#### EXERCISE:
Where an image appears in the data, omit it and reproduce the rest exactly.
ENTRIES SHOWN Block Start
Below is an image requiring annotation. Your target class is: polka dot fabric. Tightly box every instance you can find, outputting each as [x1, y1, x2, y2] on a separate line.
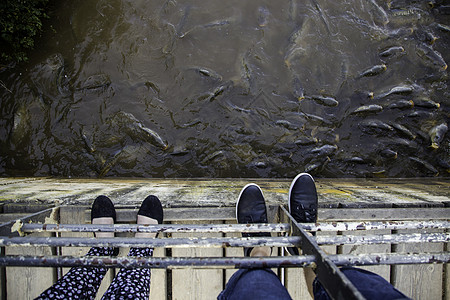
[35, 247, 153, 300]
[102, 247, 153, 300]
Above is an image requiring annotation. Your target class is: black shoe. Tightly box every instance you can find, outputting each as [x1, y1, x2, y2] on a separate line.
[91, 195, 119, 256]
[287, 173, 318, 255]
[91, 195, 116, 222]
[138, 195, 164, 224]
[289, 173, 318, 223]
[236, 184, 270, 256]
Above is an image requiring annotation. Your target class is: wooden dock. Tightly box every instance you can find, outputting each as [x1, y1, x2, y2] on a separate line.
[0, 177, 449, 300]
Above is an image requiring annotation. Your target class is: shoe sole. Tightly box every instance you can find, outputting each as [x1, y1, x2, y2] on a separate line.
[236, 183, 264, 222]
[288, 172, 315, 220]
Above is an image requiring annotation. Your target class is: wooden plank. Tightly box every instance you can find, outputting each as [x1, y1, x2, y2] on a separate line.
[172, 220, 223, 300]
[224, 220, 241, 284]
[392, 229, 444, 299]
[0, 178, 447, 209]
[5, 231, 55, 299]
[341, 230, 391, 281]
[149, 240, 167, 300]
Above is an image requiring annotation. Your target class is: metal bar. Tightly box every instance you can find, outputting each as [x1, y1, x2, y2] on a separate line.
[19, 221, 450, 234]
[302, 220, 450, 232]
[20, 223, 290, 234]
[0, 236, 301, 248]
[0, 255, 316, 269]
[315, 233, 450, 245]
[329, 253, 450, 266]
[0, 207, 59, 237]
[280, 206, 365, 300]
[1, 253, 447, 269]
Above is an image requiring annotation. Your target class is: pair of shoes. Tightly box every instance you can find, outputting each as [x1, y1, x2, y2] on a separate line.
[91, 194, 164, 239]
[91, 195, 164, 224]
[236, 173, 317, 256]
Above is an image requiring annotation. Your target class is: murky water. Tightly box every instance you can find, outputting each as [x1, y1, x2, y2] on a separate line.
[0, 0, 449, 178]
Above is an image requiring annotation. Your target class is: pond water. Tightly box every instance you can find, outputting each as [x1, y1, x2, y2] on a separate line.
[0, 0, 449, 178]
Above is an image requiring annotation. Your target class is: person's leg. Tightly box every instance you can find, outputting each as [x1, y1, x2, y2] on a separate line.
[288, 174, 411, 300]
[218, 184, 291, 300]
[102, 195, 163, 300]
[36, 195, 118, 300]
[313, 267, 411, 300]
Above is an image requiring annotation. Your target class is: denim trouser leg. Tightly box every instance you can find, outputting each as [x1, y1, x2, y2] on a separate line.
[313, 267, 411, 300]
[218, 269, 292, 300]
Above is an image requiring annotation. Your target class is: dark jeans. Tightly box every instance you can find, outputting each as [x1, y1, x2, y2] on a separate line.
[219, 267, 411, 300]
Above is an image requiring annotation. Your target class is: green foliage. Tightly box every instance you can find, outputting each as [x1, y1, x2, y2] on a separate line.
[0, 0, 50, 64]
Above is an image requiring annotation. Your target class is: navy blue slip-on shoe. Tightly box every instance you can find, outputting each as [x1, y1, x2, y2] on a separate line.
[287, 173, 318, 255]
[289, 173, 318, 224]
[91, 195, 116, 223]
[138, 195, 164, 224]
[236, 183, 270, 256]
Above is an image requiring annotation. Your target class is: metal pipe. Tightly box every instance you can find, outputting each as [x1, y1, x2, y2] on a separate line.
[20, 223, 290, 234]
[0, 255, 316, 269]
[0, 253, 447, 269]
[302, 220, 450, 232]
[18, 220, 449, 234]
[0, 236, 301, 248]
[315, 233, 450, 245]
[329, 253, 450, 266]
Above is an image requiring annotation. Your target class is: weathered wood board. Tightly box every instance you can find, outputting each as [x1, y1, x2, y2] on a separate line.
[171, 220, 223, 300]
[0, 177, 448, 299]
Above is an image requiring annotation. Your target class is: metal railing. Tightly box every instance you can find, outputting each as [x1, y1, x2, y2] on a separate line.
[0, 205, 449, 300]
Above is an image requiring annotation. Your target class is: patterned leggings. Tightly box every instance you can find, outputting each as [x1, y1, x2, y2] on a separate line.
[36, 247, 153, 300]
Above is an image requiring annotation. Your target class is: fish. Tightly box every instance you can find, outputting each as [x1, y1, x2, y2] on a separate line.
[276, 120, 298, 130]
[379, 149, 398, 159]
[81, 131, 96, 153]
[311, 95, 339, 107]
[111, 112, 168, 150]
[193, 67, 223, 81]
[201, 150, 225, 164]
[348, 157, 366, 164]
[387, 99, 414, 109]
[409, 157, 439, 175]
[351, 105, 383, 114]
[436, 23, 450, 32]
[359, 120, 394, 134]
[295, 136, 318, 145]
[305, 157, 331, 173]
[374, 85, 414, 99]
[368, 0, 389, 26]
[292, 77, 305, 100]
[137, 124, 168, 150]
[407, 111, 434, 118]
[391, 123, 416, 139]
[79, 74, 111, 90]
[311, 144, 337, 156]
[358, 64, 387, 77]
[10, 104, 31, 147]
[414, 98, 440, 109]
[416, 43, 447, 71]
[380, 46, 405, 57]
[429, 123, 448, 149]
[304, 113, 334, 126]
[257, 6, 270, 27]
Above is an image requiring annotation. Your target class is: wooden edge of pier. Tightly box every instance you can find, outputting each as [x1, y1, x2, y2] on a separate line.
[0, 177, 448, 300]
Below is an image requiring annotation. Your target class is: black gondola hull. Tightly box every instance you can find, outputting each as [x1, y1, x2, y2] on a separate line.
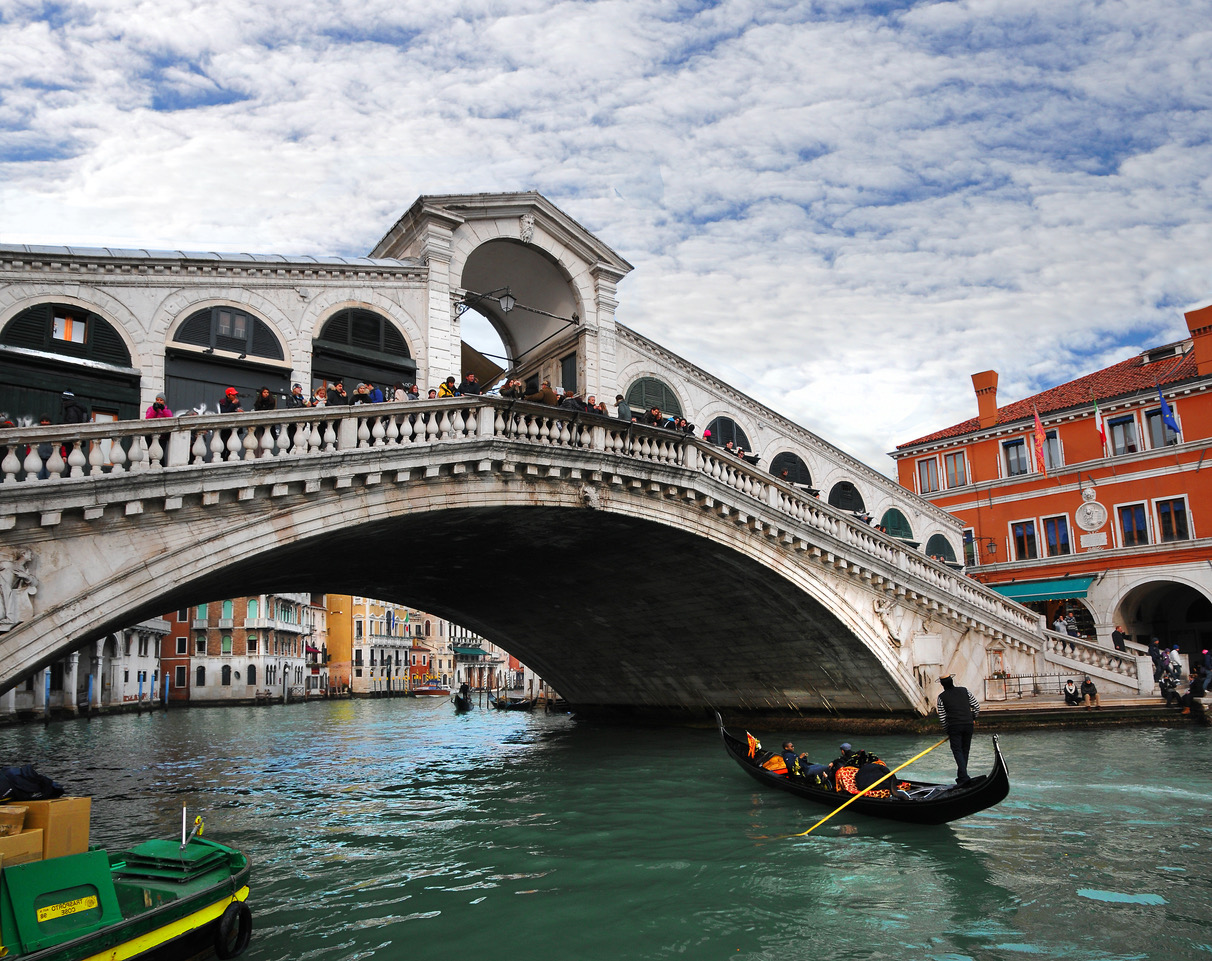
ENTRIES SHOWN Block End
#### RESPONSE:
Below is an image requiring annotation. Your target class is: polka dot fabric. Tightly box every instance you can find, outputting each as [x1, y1, x2, y2] on a separate line.
[35, 247, 153, 300]
[102, 247, 153, 300]
Above is an image requiring annotation. Your target class is: black shoe. Tightly box every instance you can find, outputting each as [x1, y1, x2, y2] on a separate line.
[91, 195, 119, 256]
[287, 173, 318, 255]
[91, 195, 116, 222]
[138, 195, 164, 224]
[289, 173, 318, 223]
[236, 184, 270, 256]
Above is an image requiring annotation. Your target class is: wooden dock. Tightly box every instance you can find, outputting each as [x1, y1, x2, y2] on a separate line.
[0, 177, 449, 300]
Above is an image requiring annotation. Your target class is: shoe sole. Tightly box every instance you can find, outputting each as [x1, y1, x2, y2] on a separate line.
[236, 183, 264, 222]
[288, 172, 315, 220]
Above is an image requiring annotation. Your target class is: wooden plank. Tightly box every instance you can find, outputting each as [x1, y1, x2, y2] on a separate line.
[172, 220, 223, 300]
[224, 220, 241, 284]
[392, 229, 444, 299]
[0, 178, 447, 209]
[5, 231, 55, 299]
[341, 230, 391, 281]
[149, 240, 167, 300]
Above is an image requiring annotation. Your target class is: metal bar. Tightly box every instance you can find, outputting each as [x1, y1, x2, y2] on a separate line.
[19, 221, 450, 234]
[302, 220, 450, 232]
[20, 223, 290, 234]
[0, 236, 301, 248]
[0, 255, 316, 269]
[315, 233, 450, 245]
[329, 253, 450, 266]
[0, 207, 59, 237]
[280, 206, 365, 300]
[1, 253, 447, 269]
Above is an image requiring annotation. Your target class is: pair of shoes. Tightly box every instance you can find, outputting each as [x1, y1, x2, y2] on a separate line.
[91, 194, 164, 239]
[91, 195, 164, 224]
[236, 173, 317, 256]
Above is an image requiring annotation. Your target class is: murky water. Tightly box every instance you can find, outputting each as [x1, y1, x2, y2] on a separate line.
[0, 0, 449, 178]
Above is an image requiring annotation. Your target class is: pond water. Tightly box every instance you can find, outputting each as [x1, y1, x2, y2] on a separate line.
[0, 0, 449, 178]
Above is an image requiring annotation. Your target class is: person's leg. Tightly box every instance you can find, outputting each as [x1, y1, x2, y2] on a separate line.
[288, 174, 411, 300]
[218, 184, 291, 300]
[102, 195, 163, 300]
[36, 195, 118, 300]
[313, 267, 411, 300]
Above is an image requiring annotation. Your target class is: denim trouser leg. Tightly box every instance you can find, outputting each as [x1, y1, x2, y2] on a separate line.
[313, 267, 411, 300]
[218, 269, 292, 300]
Above is an image requiring annotation. Your target class is: dark jeans. Tightly box every instance you can find, outputting each as [x1, y1, x2, y2] on a separate line.
[219, 267, 411, 300]
Above is an image requiring annotation. Your target class is: green foliage. Tightly box every instance you can find, outputting each as [x1, y1, x2, y2] on a separate line.
[0, 0, 50, 64]
Above is an image requiring annotation. Your target class is: navy blue slip-on shoe. Tightly box every instance you can find, outputting each as [x1, y1, x2, y2] on a separate line.
[287, 173, 318, 255]
[289, 173, 318, 224]
[91, 195, 116, 223]
[138, 195, 164, 224]
[236, 183, 270, 256]
Above is an image requiring annotation. Your target class is: metal pipe. Tightly box every instance you can find, outputting each as [x1, y1, x2, y2] on a separate line.
[20, 223, 290, 234]
[0, 255, 316, 269]
[0, 253, 447, 269]
[302, 220, 450, 232]
[18, 220, 449, 234]
[0, 236, 301, 248]
[315, 233, 450, 245]
[329, 253, 450, 266]
Above is an image requiring annotation. Your target class is: weathered wood board. Tightly box every instance you can find, outputting each as [x1, y1, x2, y2] on a separate line.
[171, 220, 223, 300]
[0, 177, 448, 299]
Above is an image requiring annotation. Your target class is: metal railing. Tightly box every instance you can find, outputting each as [x1, y1, x2, y2] on a separate line.
[0, 205, 449, 300]
Above is an image requiring annotation. Your target class is: patterned leggings. Tightly box every instance you can find, outputting each as [x1, y1, x2, y2] on a separate line.
[36, 247, 153, 300]
Above is an image requiring annotation. Your target class is: fish. Tightly box every instance you can find, outputting each as [x1, y1, x2, y2] on a separate line.
[276, 120, 298, 130]
[379, 149, 398, 159]
[81, 131, 96, 153]
[311, 95, 339, 107]
[111, 112, 168, 150]
[193, 67, 223, 81]
[201, 150, 225, 164]
[348, 157, 366, 164]
[387, 99, 414, 109]
[409, 157, 439, 175]
[351, 105, 383, 114]
[436, 23, 450, 32]
[359, 120, 394, 134]
[295, 136, 318, 145]
[305, 157, 331, 173]
[374, 85, 414, 99]
[368, 0, 389, 26]
[292, 77, 305, 100]
[137, 124, 168, 150]
[407, 111, 434, 118]
[391, 123, 416, 139]
[79, 74, 111, 90]
[311, 144, 337, 156]
[358, 64, 387, 77]
[10, 104, 31, 147]
[414, 98, 440, 109]
[416, 43, 447, 71]
[380, 46, 405, 57]
[429, 123, 448, 149]
[304, 113, 334, 126]
[257, 6, 270, 27]
Above is an image requiring annotation. Your target class is: wooden edge of pier. Tightly box every instance you can find, outputting each as [x1, y1, x2, y2] on a separate line.
[0, 177, 448, 300]
Below is an image requiring annotation. Your target class is: black gondola hull. Tightly box every instance you can find, outputting each as [x1, y1, x2, y2] on a separate line.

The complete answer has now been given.